Are you in Pain? Take yourself on a Forgiveness Retreat. I did.
It was August 2010, I was on a church weekend Forgiveness Retreat. I had heard about the retreat a couple weeks before and knew immediately, with every cell of my body, a 100% yes !, that I needed to get myself there. No matter what favors or babysitting I had to call in, my heart and soul knew I needed some deep level healing. I may not have been ready to heal just yet, I was still licking my wounds. I was more at a place where I was trying to practice deep breathing between emotional roller-coaster outbreaks of “Why me?” and “What next?”.
So there I was, at this forgiveness retreat, not having any idea what to expect. I was new to the divorce journey and I hadn’t quite found my allies of support just yet. I was too busy processing the pain and trying to accept this new life for myself. On top of this pain distraction I had just moved back home to the bay area and was attending a church I hadn’t gone to since I was in High School. I was still in a no man’s land, somewhere in between the life I was leading before the “life change” happened and the space in between where I didn’t know quite who to trust, talk to and where to receive support. I was a little lost. And as a woman who had always prided herself on knowing what she wanted and where she was going this was hard for me.
I walked into the main hall of the retreat center and it was dark and uninviting. I was early. I was the first one there. Great, this is going to be a long weekend, I thought to myself. Can I still return to my car and take off before anyone see’s me? Apparently my spirit wanted me to get over myself and be there for healing but my broken heart, overwhelmed mind and distrusting body wasn’t quite on board yet.
Me? somewhere early, that never happens. Usually I’m squeezing in a workout or an errand and walking in just in time. But that day I was there early because I was scared. I was out of my comfort zone but I was also eager to do something different in my recovery. It had been more than 6 months since I’d started my divorce journey and I wasn’t in a good place yet. Before I had the chance to dart to the door a woman called out to me. It was the pastor leading the retreat.

_WRITTEN EXERCISE 1_
Translate this sentence from the forgiveness retreat essay into Spanish: "I walked into the main hall of the retreat center and it was dark and uninviting."
The forgiveness retreat essay and the entries that follow it come from separate sources.

_DATA RECORDS_
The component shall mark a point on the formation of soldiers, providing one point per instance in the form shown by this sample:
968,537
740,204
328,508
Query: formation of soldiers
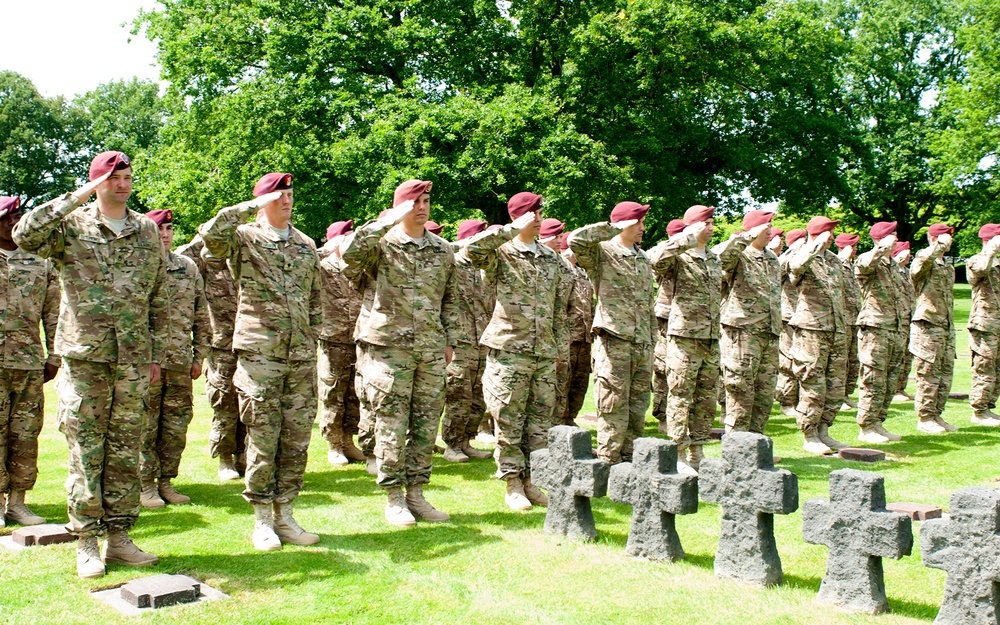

_WRITTEN EXERCISE 2_
Give every line of the entries above as a numbered list, leaving out blank lines and the picture.

_PROBLEM SOLUTION 1_
Entré en el salón principal del centro de retiro y estaba oscuro y poco acogedor.

_PROBLEM SOLUTION 2_
1. The component shall mark a point on the formation of soldiers, providing one point per instance in the form shown by this sample:
2. 968,537
3. 740,204
4. 328,508
5. Query: formation of soldiers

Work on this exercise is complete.